TRECHO SELECIONADO ::
_ _ _ _ _ _ _
A capital do Ceará, Fortaleza, é uma das cidades mais violentas do Brasil. Segundo o Atlas da Violência de 2017, o município ocupa o terceiro lugar no ranking de homicídios no país, com uma taxa de 46,75 casos para cada 100 mil habitantes.
Na madrugada do último sábado (27), a cidade viveu mais um capítulo da narrativa que hoje amedronta toda a população e mais ainda os moradores da periferia: uma chacina em uma casa de forró no bairro Cajazeiras terminou com 14 mortos e cerca de dez feridos. O episódio está sendo tratado como a maior chacina da história do Ceará e tem relação com o avanço de facções criminosas no estado.
_ _ _ _ _ _ _
(Dados extraídos de uma coleção)
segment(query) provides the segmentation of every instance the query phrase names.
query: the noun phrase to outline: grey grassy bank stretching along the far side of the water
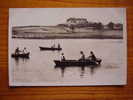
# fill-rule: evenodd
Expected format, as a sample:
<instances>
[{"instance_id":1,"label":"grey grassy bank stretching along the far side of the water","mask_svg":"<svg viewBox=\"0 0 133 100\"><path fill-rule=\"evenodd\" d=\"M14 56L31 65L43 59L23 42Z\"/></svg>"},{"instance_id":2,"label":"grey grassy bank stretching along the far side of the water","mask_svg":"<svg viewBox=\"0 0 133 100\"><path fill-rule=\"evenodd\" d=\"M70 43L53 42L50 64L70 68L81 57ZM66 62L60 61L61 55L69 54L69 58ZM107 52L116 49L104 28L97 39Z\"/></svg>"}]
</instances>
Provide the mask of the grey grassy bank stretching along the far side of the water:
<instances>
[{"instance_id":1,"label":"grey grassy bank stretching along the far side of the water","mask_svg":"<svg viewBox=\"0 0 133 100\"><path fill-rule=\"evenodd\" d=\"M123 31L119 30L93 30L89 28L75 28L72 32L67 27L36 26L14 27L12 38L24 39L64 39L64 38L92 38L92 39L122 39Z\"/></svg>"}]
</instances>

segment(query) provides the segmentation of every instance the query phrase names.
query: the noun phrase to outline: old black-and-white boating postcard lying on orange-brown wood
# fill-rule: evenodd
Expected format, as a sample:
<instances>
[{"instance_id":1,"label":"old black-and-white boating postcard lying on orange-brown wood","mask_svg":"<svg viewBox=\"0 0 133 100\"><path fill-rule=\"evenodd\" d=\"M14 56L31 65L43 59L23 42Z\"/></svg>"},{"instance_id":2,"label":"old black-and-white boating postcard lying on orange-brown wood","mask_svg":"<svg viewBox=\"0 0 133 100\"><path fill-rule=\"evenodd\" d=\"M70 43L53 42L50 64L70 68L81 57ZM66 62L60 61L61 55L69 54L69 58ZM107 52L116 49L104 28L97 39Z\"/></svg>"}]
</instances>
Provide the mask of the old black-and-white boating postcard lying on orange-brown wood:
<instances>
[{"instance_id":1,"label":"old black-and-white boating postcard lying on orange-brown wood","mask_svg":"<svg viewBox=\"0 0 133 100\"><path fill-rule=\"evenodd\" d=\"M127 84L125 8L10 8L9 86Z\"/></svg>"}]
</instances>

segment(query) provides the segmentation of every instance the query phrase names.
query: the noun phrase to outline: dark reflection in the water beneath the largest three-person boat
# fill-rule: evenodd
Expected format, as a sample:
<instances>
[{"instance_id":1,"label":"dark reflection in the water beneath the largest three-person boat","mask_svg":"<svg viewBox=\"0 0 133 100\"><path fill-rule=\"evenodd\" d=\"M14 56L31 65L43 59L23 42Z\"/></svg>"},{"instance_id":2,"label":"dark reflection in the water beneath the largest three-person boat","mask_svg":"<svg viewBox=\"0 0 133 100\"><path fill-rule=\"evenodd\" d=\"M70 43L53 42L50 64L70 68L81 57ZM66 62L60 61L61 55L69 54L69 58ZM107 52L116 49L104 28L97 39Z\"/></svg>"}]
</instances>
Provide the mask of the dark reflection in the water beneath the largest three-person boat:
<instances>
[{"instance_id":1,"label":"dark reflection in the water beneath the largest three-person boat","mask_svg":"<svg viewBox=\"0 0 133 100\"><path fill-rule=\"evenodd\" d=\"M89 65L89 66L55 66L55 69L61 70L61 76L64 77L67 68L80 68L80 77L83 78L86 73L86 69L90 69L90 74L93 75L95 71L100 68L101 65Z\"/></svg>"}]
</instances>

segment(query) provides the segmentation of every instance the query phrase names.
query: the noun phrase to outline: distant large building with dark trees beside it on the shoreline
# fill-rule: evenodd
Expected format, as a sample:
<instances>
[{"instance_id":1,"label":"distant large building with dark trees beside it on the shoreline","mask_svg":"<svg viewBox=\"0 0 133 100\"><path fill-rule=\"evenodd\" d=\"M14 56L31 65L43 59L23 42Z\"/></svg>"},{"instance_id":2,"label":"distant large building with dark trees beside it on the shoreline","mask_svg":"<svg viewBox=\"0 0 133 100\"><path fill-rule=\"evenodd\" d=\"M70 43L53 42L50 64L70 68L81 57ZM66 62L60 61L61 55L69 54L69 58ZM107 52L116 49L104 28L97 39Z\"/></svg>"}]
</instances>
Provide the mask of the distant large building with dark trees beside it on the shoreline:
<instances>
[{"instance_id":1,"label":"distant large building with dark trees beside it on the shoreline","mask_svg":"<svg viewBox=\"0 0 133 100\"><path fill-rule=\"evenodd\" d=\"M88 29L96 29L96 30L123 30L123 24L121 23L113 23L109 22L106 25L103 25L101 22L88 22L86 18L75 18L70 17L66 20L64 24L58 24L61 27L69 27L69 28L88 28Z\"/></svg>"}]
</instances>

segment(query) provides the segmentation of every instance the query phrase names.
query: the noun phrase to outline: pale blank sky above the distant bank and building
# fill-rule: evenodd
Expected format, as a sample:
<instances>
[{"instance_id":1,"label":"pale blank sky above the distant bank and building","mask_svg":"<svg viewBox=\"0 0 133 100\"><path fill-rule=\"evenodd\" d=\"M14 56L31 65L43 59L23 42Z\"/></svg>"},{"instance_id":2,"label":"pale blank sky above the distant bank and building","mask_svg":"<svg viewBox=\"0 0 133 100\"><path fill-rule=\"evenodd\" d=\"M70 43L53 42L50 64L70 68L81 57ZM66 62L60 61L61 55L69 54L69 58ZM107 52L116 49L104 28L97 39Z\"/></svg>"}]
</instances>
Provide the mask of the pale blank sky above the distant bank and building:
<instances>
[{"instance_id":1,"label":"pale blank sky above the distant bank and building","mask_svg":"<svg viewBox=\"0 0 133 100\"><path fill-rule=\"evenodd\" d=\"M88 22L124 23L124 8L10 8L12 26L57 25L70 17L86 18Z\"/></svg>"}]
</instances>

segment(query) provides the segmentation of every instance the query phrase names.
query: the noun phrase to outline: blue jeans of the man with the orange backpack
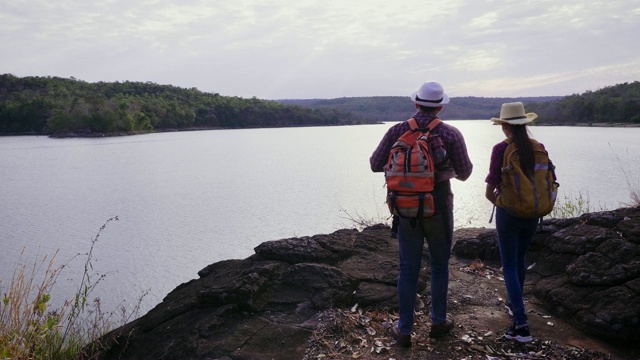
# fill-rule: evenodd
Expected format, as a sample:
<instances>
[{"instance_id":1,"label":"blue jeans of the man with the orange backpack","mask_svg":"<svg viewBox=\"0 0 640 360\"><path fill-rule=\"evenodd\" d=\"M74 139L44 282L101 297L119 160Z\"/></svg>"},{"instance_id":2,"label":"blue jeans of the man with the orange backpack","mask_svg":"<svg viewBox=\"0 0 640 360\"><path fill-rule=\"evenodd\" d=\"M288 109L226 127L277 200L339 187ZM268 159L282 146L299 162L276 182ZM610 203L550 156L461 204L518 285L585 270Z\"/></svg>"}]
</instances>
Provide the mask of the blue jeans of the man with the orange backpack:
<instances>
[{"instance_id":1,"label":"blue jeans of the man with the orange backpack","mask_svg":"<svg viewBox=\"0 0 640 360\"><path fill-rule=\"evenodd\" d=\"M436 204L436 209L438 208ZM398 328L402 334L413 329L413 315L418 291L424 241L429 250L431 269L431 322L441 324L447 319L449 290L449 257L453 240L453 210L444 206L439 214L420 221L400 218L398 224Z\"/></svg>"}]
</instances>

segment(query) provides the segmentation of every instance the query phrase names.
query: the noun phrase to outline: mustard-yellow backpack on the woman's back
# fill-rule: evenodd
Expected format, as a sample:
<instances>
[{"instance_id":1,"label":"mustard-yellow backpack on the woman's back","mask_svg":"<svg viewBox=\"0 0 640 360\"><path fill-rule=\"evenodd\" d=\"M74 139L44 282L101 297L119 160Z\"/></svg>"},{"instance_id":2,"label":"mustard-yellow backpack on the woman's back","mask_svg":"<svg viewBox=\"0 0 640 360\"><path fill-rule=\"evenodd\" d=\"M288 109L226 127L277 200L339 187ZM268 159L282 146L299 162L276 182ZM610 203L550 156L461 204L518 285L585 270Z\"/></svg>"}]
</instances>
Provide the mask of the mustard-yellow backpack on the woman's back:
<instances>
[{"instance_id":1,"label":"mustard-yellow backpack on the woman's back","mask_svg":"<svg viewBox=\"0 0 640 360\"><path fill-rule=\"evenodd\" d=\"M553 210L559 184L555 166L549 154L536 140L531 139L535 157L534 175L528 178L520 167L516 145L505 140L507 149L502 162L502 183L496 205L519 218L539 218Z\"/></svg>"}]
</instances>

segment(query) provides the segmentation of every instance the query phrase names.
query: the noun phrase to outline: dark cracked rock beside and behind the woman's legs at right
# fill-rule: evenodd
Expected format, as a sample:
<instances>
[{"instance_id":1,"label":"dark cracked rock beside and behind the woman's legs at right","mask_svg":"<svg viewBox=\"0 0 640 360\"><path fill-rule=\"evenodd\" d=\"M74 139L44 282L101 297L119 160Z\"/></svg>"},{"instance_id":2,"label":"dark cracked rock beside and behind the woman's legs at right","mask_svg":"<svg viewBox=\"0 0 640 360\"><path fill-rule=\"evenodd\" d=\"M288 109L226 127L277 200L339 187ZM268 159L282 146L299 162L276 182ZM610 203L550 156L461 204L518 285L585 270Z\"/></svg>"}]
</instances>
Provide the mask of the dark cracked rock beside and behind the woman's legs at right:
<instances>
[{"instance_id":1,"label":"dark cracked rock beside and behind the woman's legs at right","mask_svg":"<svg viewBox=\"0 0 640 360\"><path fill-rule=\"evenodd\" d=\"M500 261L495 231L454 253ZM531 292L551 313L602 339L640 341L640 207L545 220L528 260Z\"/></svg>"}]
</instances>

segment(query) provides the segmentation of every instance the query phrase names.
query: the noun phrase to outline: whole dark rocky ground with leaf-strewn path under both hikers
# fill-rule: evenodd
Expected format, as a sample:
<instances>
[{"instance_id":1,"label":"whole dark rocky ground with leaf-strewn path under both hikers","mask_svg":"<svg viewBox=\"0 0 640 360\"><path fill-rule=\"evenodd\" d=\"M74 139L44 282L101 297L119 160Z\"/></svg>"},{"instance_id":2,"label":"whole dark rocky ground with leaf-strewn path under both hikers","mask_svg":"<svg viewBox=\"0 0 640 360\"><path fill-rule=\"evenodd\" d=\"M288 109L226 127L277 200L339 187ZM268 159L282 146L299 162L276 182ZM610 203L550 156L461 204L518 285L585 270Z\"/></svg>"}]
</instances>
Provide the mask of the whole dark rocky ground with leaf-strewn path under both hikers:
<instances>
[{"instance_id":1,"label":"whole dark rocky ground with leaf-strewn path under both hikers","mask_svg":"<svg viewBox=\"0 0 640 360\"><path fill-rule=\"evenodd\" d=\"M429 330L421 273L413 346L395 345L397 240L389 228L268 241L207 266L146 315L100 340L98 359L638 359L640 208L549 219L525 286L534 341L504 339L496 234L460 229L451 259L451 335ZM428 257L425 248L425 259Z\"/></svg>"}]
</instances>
_ _ _ _ _ _ _
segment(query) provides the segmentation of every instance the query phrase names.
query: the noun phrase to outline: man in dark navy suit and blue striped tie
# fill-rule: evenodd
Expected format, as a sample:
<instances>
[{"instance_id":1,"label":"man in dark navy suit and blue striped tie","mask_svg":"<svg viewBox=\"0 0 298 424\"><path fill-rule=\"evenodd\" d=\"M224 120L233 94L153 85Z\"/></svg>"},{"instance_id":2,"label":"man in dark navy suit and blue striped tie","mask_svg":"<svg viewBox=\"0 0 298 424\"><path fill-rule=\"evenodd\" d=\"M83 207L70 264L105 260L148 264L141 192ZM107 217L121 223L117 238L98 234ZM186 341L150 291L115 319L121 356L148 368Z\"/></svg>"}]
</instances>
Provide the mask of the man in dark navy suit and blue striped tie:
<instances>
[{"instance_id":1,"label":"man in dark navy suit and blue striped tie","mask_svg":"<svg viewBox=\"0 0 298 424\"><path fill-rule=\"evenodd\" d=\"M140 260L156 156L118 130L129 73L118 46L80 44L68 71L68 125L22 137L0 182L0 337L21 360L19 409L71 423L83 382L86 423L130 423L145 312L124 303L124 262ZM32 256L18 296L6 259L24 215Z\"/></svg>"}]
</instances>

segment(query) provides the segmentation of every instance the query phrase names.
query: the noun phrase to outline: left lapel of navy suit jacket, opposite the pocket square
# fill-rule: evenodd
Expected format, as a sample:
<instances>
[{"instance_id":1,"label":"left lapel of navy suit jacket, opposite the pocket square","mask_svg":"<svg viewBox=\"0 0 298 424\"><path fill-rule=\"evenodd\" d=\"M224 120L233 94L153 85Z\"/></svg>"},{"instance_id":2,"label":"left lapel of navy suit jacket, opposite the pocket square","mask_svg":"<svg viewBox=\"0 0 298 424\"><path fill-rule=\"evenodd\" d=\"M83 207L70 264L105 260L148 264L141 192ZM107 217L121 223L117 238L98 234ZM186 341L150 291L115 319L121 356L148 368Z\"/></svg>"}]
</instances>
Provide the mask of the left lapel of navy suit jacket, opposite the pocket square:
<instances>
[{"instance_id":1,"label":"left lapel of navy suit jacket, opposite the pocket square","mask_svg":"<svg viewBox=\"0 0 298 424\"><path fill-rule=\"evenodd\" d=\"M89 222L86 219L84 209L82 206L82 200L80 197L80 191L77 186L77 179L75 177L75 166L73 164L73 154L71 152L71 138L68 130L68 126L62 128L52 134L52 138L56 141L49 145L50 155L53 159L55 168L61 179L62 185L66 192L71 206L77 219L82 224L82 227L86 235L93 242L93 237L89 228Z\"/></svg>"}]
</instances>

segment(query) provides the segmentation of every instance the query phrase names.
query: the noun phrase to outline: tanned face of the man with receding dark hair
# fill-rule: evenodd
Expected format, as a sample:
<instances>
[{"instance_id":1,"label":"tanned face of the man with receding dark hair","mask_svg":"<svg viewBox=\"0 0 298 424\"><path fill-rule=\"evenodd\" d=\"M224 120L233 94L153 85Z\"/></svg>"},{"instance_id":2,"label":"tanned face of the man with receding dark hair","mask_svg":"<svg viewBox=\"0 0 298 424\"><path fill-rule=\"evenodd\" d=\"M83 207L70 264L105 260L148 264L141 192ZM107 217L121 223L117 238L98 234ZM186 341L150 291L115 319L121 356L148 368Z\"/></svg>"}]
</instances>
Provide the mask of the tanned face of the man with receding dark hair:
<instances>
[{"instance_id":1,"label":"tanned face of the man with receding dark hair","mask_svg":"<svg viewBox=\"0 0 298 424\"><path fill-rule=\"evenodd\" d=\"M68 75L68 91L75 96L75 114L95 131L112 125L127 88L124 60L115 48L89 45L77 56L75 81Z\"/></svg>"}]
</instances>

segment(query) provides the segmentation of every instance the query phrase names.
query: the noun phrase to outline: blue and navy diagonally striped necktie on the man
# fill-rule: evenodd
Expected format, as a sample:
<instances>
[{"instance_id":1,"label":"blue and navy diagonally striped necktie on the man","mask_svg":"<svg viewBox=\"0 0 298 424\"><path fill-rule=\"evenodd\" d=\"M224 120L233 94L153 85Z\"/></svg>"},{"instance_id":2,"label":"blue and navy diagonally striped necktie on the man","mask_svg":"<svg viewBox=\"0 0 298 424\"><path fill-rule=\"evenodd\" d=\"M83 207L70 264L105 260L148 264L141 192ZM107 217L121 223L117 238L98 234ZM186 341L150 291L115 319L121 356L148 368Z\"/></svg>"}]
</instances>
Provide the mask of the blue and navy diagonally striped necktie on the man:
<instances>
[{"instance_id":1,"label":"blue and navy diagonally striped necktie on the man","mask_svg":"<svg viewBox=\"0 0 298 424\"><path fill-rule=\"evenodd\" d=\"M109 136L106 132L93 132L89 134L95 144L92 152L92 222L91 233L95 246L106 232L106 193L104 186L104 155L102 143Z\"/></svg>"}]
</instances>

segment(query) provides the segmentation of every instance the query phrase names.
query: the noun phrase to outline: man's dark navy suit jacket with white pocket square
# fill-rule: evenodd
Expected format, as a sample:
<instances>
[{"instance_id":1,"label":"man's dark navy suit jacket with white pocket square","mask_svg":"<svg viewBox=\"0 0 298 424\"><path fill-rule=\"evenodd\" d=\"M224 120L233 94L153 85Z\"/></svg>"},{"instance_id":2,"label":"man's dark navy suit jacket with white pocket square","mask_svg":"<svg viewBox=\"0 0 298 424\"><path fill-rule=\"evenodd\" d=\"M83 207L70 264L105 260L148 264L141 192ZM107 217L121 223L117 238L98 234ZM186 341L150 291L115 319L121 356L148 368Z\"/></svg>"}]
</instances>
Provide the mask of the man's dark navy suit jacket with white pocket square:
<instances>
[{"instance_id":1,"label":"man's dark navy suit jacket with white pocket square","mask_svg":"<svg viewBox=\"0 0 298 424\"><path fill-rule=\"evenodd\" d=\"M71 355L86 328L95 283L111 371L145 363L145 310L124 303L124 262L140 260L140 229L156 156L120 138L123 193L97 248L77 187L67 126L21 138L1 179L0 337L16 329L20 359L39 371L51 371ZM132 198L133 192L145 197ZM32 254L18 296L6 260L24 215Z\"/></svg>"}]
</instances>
_ _ _ _ _ _ _
INSTRUÇÃO DE TRABALHO ::
Liste todos os nomes de lugares que aparecem no trecho selecionado acima, cada um apenas uma vez.

RESPOSTA DA TAREFA ::
Ceará, Fortaleza, Brasil, Cajazeiras